◆ **WORK INSTRUCTIONS**
Repeat, exactly as written, all of the entries, but not their pictures.

◆ **DATA**
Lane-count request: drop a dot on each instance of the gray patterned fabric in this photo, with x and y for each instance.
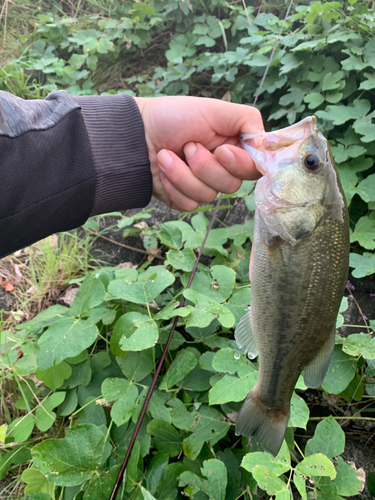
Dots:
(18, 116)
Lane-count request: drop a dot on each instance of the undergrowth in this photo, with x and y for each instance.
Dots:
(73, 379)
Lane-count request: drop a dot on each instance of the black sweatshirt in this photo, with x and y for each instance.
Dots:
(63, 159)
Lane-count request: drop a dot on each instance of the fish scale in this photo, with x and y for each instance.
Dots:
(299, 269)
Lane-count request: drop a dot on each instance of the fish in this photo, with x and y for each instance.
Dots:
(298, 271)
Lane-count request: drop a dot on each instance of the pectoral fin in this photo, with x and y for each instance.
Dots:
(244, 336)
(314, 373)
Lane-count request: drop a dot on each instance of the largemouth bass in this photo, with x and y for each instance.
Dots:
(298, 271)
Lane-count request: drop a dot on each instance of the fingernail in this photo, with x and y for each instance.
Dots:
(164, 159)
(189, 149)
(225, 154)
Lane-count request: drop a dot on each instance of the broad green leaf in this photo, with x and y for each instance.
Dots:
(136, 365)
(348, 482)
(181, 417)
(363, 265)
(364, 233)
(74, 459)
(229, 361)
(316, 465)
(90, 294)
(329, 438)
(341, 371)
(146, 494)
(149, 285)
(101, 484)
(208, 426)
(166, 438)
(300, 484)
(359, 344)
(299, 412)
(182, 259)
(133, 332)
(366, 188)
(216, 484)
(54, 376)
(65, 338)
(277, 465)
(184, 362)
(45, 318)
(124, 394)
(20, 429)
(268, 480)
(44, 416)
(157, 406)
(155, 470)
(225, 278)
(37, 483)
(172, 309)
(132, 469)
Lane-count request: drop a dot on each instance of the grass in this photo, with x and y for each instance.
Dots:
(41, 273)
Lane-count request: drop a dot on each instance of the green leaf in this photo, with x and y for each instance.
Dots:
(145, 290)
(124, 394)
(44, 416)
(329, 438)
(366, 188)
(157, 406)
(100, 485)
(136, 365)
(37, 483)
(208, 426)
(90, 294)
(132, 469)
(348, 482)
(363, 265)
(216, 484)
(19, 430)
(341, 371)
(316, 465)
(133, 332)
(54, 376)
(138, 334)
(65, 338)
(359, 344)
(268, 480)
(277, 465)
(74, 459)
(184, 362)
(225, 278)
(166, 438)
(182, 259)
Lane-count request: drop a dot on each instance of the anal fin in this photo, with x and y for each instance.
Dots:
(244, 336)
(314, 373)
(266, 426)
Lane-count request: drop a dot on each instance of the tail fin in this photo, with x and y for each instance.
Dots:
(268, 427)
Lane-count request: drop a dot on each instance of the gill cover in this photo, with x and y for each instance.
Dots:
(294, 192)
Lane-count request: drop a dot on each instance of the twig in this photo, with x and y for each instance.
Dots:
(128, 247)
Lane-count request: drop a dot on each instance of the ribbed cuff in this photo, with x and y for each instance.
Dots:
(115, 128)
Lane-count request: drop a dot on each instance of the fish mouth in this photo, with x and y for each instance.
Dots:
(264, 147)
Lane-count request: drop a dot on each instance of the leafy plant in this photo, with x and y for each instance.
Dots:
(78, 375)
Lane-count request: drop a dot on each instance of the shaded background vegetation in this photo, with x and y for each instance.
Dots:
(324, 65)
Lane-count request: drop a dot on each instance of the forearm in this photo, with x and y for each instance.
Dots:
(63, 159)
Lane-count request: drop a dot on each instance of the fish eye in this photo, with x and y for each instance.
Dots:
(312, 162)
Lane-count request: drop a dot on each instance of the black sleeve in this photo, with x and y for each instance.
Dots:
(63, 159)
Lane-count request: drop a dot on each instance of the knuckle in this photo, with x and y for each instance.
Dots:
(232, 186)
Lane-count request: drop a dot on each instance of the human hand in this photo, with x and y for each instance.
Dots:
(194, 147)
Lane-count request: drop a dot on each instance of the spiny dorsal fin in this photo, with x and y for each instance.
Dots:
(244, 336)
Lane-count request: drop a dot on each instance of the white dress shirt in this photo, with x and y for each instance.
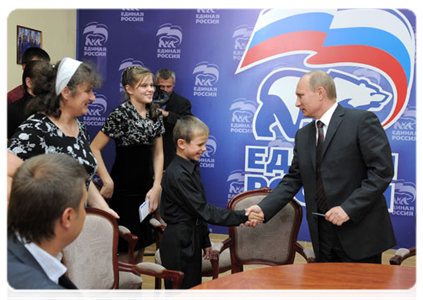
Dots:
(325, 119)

◆ **WRITTEN ANSWER**
Lane-count request: drop a dot on each instance of the gray patterned fabric in this photo, with x and y for each instance.
Dots:
(18, 116)
Lane-count request: drop a dot on each instance of the undergrowth in this photo, with x and y for each instance.
Dots:
(73, 379)
Lane-count request: drop a dot on each instance of the black sweatshirt in this photo, with x and y for each instance.
Dots:
(63, 159)
Lane-count request: drop a dot on each instance of the fish scale in this photo, with x and y for each instance.
Dots:
(299, 269)
Lane-count request: drop a dot on each instance of the fish in this photo, with x and y for each instance.
Dots:
(298, 271)
Lane-count request: drop a dot on each instance of the pectoral fin in this photo, with x and y for each instance.
Dots:
(244, 336)
(314, 373)
Lane-count request: drop a dot on each instance of the largemouth bass in this photo, with x and y for each instance.
Dots:
(298, 271)
Lane-count request: drop a dot on each instance of the fingernail in this photo, with x and y for each instance.
Dots:
(164, 159)
(189, 149)
(225, 154)
Lane-count request: drop a dot on each instance of the broad green leaf in this photo, with x and y for each instance.
Dots:
(136, 365)
(348, 482)
(181, 417)
(363, 265)
(364, 233)
(74, 459)
(229, 361)
(316, 465)
(90, 294)
(329, 438)
(341, 371)
(146, 494)
(149, 285)
(101, 484)
(208, 426)
(166, 438)
(300, 484)
(359, 344)
(299, 412)
(182, 259)
(133, 332)
(366, 188)
(216, 484)
(54, 376)
(65, 338)
(277, 465)
(184, 362)
(45, 318)
(124, 394)
(20, 429)
(268, 480)
(44, 416)
(157, 406)
(155, 470)
(225, 278)
(37, 483)
(172, 309)
(132, 469)
Lane-count request: drop a dot on each instance of the grass in this photo, with x and y for each instance.
Dots:
(41, 273)
Lane-count request: drop a dot on each instance of the green leaf in this photo, with x and y for each instance.
Dots:
(145, 290)
(124, 394)
(44, 416)
(329, 438)
(366, 188)
(157, 406)
(100, 485)
(136, 365)
(37, 483)
(208, 426)
(90, 294)
(132, 469)
(348, 482)
(363, 265)
(216, 484)
(19, 430)
(341, 371)
(316, 465)
(133, 332)
(54, 376)
(138, 334)
(65, 338)
(359, 344)
(268, 480)
(277, 465)
(74, 459)
(184, 362)
(225, 278)
(166, 438)
(182, 259)
Lane-count request: drop a dot on each instance of the anal fin in this photo, with x and y for each instance.
Dots:
(244, 336)
(314, 373)
(266, 426)
Lane-count request: drop a dot on each instance of the tail fin in this photo, with x and y for each instance.
Dots:
(268, 427)
Lane-count request: drop a dot on each instance of the gill cover in this photo, with x and y for each instance.
Dots:
(294, 192)
Lane-count request: drop a dot on each instance of the twig in this photo, with x and y for each instance.
Dots:
(128, 247)
Lane-count request: drop a dot on each instance of the ribbed cuff in this photo, with x and y for each instance.
Dots:
(115, 128)
Lane-count request: drop a dot on each instance of the fish mouth in this photo, with x and y for each instance.
Dots:
(264, 147)
Lane-count request: drop a dot on each instance of the leafy plant in this photo, with x and y for each instance.
Dots:
(78, 375)
Lane-count request: drop a dot on each instance of the shaded background vegetation in this photo, with x and y for each instance.
Dots:
(324, 65)
Lane-count request: drop a dot on each instance of the forearm in this photo, with x and y for each instance.
Dots:
(63, 159)
Lane-count request: drop a dot on each instance of the fish eye in this photo, with x and y for each instance.
Dots:
(312, 162)
Lane-count request: drop a dot on each instance of the black sleeve in this photo, with x and y for each instance.
Dots:
(63, 159)
Lane-count request: drop a dot on each instance of the knuckle in this photo, with x and y for each instance.
Dots:
(232, 186)
Lane-count request: drop a dot on each instance of the human hand in this photo, with x and y for each instance.
Dots:
(194, 147)
Lane-count request: drop a dot on each instance of the spiny dorsal fin in this photo, with x and y for each instance.
Dots:
(244, 336)
Lane-count request: drop a dot on each instance of the white dress shirt in this photo, with x and y for each instance.
Dots:
(325, 119)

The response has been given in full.